BEGIN INFORMATION PROVIDED

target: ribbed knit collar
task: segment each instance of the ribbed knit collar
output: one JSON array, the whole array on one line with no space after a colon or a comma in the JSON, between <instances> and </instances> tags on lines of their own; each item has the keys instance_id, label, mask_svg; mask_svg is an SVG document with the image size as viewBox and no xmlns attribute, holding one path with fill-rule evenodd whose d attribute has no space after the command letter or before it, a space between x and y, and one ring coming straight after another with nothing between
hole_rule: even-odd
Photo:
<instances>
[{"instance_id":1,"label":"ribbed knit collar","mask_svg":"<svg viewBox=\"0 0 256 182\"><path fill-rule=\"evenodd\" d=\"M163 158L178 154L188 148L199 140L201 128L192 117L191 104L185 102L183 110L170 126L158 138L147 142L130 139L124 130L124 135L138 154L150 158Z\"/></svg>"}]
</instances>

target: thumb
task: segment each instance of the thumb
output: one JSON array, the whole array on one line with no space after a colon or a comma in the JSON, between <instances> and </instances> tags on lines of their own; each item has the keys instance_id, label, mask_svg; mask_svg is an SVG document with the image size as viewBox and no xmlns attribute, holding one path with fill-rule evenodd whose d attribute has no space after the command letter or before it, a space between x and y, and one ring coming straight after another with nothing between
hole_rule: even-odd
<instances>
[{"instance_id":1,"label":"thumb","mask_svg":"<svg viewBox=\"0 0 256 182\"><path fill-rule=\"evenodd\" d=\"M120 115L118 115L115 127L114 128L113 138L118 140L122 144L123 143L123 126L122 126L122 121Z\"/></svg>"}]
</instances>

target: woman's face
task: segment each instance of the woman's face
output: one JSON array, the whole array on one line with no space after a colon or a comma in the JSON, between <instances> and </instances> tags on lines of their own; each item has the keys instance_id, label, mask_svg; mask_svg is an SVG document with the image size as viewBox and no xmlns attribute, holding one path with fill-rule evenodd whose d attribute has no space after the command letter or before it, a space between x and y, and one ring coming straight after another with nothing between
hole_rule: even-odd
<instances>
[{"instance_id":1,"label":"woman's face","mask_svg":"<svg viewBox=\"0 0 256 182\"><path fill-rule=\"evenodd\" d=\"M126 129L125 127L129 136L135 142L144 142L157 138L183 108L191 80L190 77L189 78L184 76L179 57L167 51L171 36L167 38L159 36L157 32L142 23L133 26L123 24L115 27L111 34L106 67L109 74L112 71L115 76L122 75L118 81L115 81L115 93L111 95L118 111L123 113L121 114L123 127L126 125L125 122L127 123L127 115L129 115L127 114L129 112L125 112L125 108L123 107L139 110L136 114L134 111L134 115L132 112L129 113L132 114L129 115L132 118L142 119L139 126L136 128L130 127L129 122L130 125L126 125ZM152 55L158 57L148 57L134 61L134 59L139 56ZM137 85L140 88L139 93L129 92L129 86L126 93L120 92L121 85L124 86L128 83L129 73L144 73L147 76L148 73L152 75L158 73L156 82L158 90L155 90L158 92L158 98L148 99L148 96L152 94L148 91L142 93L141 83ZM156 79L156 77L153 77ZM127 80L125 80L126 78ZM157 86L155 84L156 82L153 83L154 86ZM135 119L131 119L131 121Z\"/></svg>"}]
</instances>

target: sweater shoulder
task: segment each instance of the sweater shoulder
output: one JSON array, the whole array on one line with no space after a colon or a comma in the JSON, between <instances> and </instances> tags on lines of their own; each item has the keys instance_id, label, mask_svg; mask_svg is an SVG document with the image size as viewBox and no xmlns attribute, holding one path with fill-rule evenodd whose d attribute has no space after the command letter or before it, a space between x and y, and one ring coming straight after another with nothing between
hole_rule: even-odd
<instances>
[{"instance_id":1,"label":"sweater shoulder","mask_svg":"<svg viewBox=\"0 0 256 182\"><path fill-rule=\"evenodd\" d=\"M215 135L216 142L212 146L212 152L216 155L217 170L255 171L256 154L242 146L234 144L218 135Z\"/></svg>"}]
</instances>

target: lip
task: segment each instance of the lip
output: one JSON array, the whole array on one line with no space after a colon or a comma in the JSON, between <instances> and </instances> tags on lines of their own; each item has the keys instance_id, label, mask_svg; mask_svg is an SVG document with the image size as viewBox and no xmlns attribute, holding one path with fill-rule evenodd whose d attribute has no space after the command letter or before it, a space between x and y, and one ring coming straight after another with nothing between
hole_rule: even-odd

END INFORMATION PROVIDED

### WHAT YOU HAVE TO DO
Arrange every line of the records above as a JSON list of strings, one string per line, with blank lines omitted.

### ANSWER IN FULL
[
  "target: ribbed knit collar",
  "task: segment each instance of the ribbed knit collar",
  "output: one JSON array, the whole array on one line with no space after a colon or a comma in the JSON, between <instances> and </instances> tags on lines of their own; each item has the keys instance_id, label, mask_svg; mask_svg is an SVG document with the image size as viewBox and no xmlns attribute, holding one path with fill-rule evenodd whose d attribute has no space after the command letter or before it, a space between x and y, and one ring coming straight after another with nothing between",
  "hole_rule: even-odd",
  "Photo:",
  "<instances>",
  "[{\"instance_id\":1,\"label\":\"ribbed knit collar\",\"mask_svg\":\"<svg viewBox=\\\"0 0 256 182\\\"><path fill-rule=\\\"evenodd\\\" d=\\\"M163 158L178 154L188 148L199 140L201 128L192 117L191 104L185 102L183 110L170 126L158 138L147 142L130 139L124 130L124 135L138 154L150 158Z\\\"/></svg>\"}]",
  "</instances>",
  "target: thumb",
  "task: segment each instance of the thumb",
  "output: one JSON array, the whole array on one line with no space after a colon or a comma in the JSON, between <instances> and </instances> tags on lines of their own; each item has the keys instance_id, label, mask_svg; mask_svg is an SVG document with the image size as viewBox and no xmlns attribute, holding one path with fill-rule evenodd whose d attribute has no space after the command letter or before it, a space between x and y, and one ring coming straight after another with nothing between",
  "hole_rule: even-odd",
  "<instances>",
  "[{\"instance_id\":1,\"label\":\"thumb\",\"mask_svg\":\"<svg viewBox=\\\"0 0 256 182\\\"><path fill-rule=\\\"evenodd\\\" d=\\\"M120 115L118 115L115 127L114 128L113 138L118 140L122 144L123 143L123 126L122 126L122 121Z\\\"/></svg>\"}]",
  "</instances>",
  "target: woman's face",
  "task: segment each instance of the woman's face",
  "output: one JSON array, the whole array on one line with no space after a colon or a comma in the JSON, between <instances> and </instances> tags on lines of their own; each item has the keys instance_id, label, mask_svg; mask_svg is an SVG document with the image size as viewBox and no xmlns attribute, holding one path with fill-rule evenodd whose d attribute has no space after the command letter or before it, a space between x and y, and one ring coming straight after another with nothing between",
  "hole_rule: even-odd",
  "<instances>",
  "[{\"instance_id\":1,\"label\":\"woman's face\",\"mask_svg\":\"<svg viewBox=\\\"0 0 256 182\\\"><path fill-rule=\\\"evenodd\\\" d=\\\"M126 129L125 127L129 136L135 142L144 142L157 138L183 108L191 80L190 77L189 78L184 76L179 57L167 51L171 36L167 38L159 36L157 32L142 23L133 26L123 24L115 27L111 34L106 67L109 74L112 71L115 76L122 75L118 81L115 81L115 93L111 95L118 111L123 113L121 114L123 127L126 125L125 122L127 123L127 115L129 115L127 114L129 112L125 112L125 108L123 107L139 110L136 114L134 111L134 115L132 112L129 113L132 114L129 115L132 118L142 119L139 126L136 128L130 127L129 122L130 125L126 125ZM152 55L158 57L148 57L134 61L134 59L139 56ZM137 85L140 88L139 93L129 92L129 86L126 93L120 92L121 85L124 86L128 83L129 73L144 73L147 76L148 73L152 75L158 73L156 82L158 90L155 90L158 92L158 98L148 99L148 96L152 94L148 91L142 93L141 83ZM156 79L156 77L153 77ZM127 80L125 80L126 78ZM157 86L155 84L156 82L153 83L154 86ZM135 119L131 119L131 121Z\\\"/></svg>\"}]",
  "</instances>",
  "target: sweater shoulder",
  "task: segment each instance of the sweater shoulder",
  "output: one JSON array, the whole array on one line with no space after a colon or a comma in the JSON, between <instances> and </instances> tags on lines of their own; each item has the keys instance_id, label, mask_svg; mask_svg is an SVG document with the image size as viewBox and no xmlns attribute, holding one path with fill-rule evenodd whose d attribute has no space after the command letter or before it, a space between x and y, and one ring coming straight after another with nothing between",
  "hole_rule: even-odd",
  "<instances>",
  "[{\"instance_id\":1,\"label\":\"sweater shoulder\",\"mask_svg\":\"<svg viewBox=\\\"0 0 256 182\\\"><path fill-rule=\\\"evenodd\\\" d=\\\"M215 135L216 142L212 146L212 152L216 155L217 170L255 171L256 154L242 146L234 144L218 135Z\\\"/></svg>\"}]",
  "</instances>",
  "target: lip",
  "task: segment each instance of the lip",
  "output: one JSON array, the whole array on one line with no space after a colon or a comma in the JSON, between <instances> and </instances> tags on lines of their own; each item has the keys instance_id, label, mask_svg; mask_svg is an SVG document with the image size as viewBox and no xmlns attribute, holding one path with fill-rule evenodd whose d attribute has no space after the command letter or before it, a space between x and y, and one ring coming straight after another with nothing between",
  "hole_rule: even-odd"
]